EXERCISE PROMPT
Repeat each line of the data exactly as written.

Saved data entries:
_ _ _ _ _
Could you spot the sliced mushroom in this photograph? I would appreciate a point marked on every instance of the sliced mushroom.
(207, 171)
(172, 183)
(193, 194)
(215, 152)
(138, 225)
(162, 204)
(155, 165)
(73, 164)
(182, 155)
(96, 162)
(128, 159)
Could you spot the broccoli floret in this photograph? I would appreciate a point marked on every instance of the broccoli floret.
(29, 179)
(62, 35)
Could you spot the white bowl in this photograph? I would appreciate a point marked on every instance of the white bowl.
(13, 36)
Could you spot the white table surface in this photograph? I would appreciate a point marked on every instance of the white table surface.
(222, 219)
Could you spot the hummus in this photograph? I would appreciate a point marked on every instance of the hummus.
_ _ _ _ _
RESULT OF THE EXERCISE
Could you spot the sliced mushroom in this photograph? I would appreciate a point marked on every instance of the sliced mushroom.
(207, 171)
(172, 183)
(193, 194)
(215, 152)
(138, 225)
(162, 204)
(155, 165)
(73, 164)
(182, 155)
(96, 162)
(128, 159)
Could you spot the broccoli floret in this photograph? I would appreciate a point marked on every instance of the broccoli floret.
(29, 179)
(62, 35)
Could you spot the white bowl in this photograph? I would appreciate a point marked on every instance of the white bowl.
(13, 36)
Could you spot the white table surface in this photograph? I would appreciate a point marked on every instance of the white table surface.
(222, 219)
Could you spot the hummus in this photograph? I would appreciate a point marked on every instance of the hummus.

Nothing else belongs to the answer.